======== ФРАГМЕНТ СТРАНИЦЫ
Вернуть долг Федор Михайлович сможет только через год – в Петербурге возобновляются тяжелые припадки, едва оправившись, не разгибая шеи, он пишет обещанные издателям листы нового романа. Ни разу не напомнит отец Иоанн о долге, и благородство священника, самого находящегося в затруднительном денежном положении, еще более мучит ранимую чувствительность Достоевского.
Они встретятся потом еще только раз. На отпевании Федора Михайловича Достоевского отец Иоанн Янышев, ректор Петербургской духовной академии, произнесет проповедь:
«Вся деятельность покойного многострадального, много любившего писателя заключалась в отыскании светлых черт в самой низкой душе. Он рылся в грязи для того, чтобы отыскать и там чистое и высокое».
…Потертый рулеточный столик, еще ручной работы, стоит под стеклянным колпаком у входа в игорный зал, который так и называется «Достоевский».
Мы с Аней тоже приехали на воды. Народ мы добросовестный, к тому же деньги плачены, поэтому утром, вечером и перед обедом честно плетемся к лечебному фонтанчику, укрытому беседкой с колоннами, и, морщась, цедим сквозь зубы мутную солоноватую воду. Ничего аристократического в этом процессе не сохранилось, даже фарфорового поильничка с золотым ободком, каковым балуют болящих в Карловых Варах, не наблюдается. Посетители источника набирают целебный напиток во что придется, чаще – в пластиковые бутылки, видно, чтобы три раза не таскаться, а мы с дочкой носим в сумочках бумажные стаканчики, чтобы не тяжело и не искать каждый раз заново.
Вечерами гуляем по парку, любуясь на разнообразие уток, снующих по гладким прудам под неизменные вальсы, которые наяривает городской оркестр, блистая золотом труб. В кленовой аллее, где деревья, стоящие по разные стороны, почти сближаются кронами, образуя тенистый коридор, Аня подобрала цветное пушистое перышко. Городская птица в Висбадене – это не воробей или голубь, а попугай, зеленый волнистый попугай. Как его сюда занесло? А нас?
Фуникулер канареечного цвета, который движется на канатной тяге при помощи водяного колеса, поднял нас на гору Нероберг. Петляя по дорожке, мы выбрались на самую верхушку и ступили ногой на кусок родной земли – эту землю вместе со стоящим на ней пятиглавым православным храмом и русское кладбище выкупил у герцога Нассау император Николай Второй. Земля была усыпана опавшими листьями.
================
======== СТРОКИ
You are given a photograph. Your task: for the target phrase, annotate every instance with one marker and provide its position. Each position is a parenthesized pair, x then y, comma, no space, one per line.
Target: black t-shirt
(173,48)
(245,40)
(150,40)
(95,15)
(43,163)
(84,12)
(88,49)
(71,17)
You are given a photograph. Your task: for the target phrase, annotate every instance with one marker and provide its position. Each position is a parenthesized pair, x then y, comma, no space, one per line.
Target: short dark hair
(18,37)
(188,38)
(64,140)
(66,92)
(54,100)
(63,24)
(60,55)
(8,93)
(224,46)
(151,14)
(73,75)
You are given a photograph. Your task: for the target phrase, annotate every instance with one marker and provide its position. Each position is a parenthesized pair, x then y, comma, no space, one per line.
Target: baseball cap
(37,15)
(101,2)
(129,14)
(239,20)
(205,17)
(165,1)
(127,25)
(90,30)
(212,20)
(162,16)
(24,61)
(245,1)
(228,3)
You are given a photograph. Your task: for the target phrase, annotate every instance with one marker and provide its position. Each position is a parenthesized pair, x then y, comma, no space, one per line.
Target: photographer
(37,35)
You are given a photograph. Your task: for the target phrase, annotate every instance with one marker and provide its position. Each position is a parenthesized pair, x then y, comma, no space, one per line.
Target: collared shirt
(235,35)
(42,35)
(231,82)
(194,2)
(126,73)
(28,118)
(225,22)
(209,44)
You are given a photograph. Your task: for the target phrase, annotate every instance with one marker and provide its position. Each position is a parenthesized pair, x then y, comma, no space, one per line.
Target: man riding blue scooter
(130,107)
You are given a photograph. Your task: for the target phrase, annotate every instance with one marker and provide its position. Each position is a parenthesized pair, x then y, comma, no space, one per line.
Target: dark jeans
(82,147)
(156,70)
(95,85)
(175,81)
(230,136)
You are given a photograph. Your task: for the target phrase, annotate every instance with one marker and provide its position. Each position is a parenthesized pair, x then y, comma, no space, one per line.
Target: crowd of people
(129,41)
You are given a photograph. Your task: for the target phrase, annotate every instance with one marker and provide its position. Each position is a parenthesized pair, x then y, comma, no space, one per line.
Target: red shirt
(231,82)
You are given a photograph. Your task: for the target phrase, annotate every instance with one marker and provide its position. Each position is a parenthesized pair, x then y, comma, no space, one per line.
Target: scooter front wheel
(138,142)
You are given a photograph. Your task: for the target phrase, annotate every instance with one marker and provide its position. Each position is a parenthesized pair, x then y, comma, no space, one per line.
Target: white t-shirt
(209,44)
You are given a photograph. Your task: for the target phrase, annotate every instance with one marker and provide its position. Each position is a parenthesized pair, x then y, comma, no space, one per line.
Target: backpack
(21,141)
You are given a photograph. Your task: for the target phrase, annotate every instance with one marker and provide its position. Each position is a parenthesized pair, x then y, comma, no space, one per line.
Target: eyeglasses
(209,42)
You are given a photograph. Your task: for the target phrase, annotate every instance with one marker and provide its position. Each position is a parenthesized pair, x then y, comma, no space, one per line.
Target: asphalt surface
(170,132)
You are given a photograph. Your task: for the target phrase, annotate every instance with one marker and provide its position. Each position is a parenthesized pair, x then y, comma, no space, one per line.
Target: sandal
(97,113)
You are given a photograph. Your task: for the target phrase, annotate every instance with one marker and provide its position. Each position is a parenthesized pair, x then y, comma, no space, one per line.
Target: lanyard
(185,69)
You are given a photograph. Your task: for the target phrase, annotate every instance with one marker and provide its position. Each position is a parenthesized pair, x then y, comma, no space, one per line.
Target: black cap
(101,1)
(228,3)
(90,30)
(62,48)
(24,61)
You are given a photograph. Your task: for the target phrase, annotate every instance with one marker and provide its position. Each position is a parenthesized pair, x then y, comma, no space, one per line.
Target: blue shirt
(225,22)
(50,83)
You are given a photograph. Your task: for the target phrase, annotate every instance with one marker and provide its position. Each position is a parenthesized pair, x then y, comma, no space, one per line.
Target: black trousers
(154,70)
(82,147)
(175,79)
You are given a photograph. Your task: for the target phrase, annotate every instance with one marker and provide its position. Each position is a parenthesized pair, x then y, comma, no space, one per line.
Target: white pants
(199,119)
================
ЗАДАНИЕ. Продублируйте дословно часть фрагмента о Достоевском и Висбадене, начиная со слов «Фуникулер канареечного цвета, который» и заканчивая словами «усыпана опавшими листьями.». Строки в этой работе не понадобятся.

ОТВЕТ.
Фуникулер канареечного цвета, который движется на канатной тяге при помощи водяного колеса, поднял нас на гору Нероберг. Петляя по дорожке, мы выбрались на самую верхушку и ступили ногой на кусок родной земли – эту землю вместе со стоящим на ней пятиглавым православным храмом и русское кладбище выкупил у герцога Нассау император Николай Второй. Земля была усыпана опавшими листьями.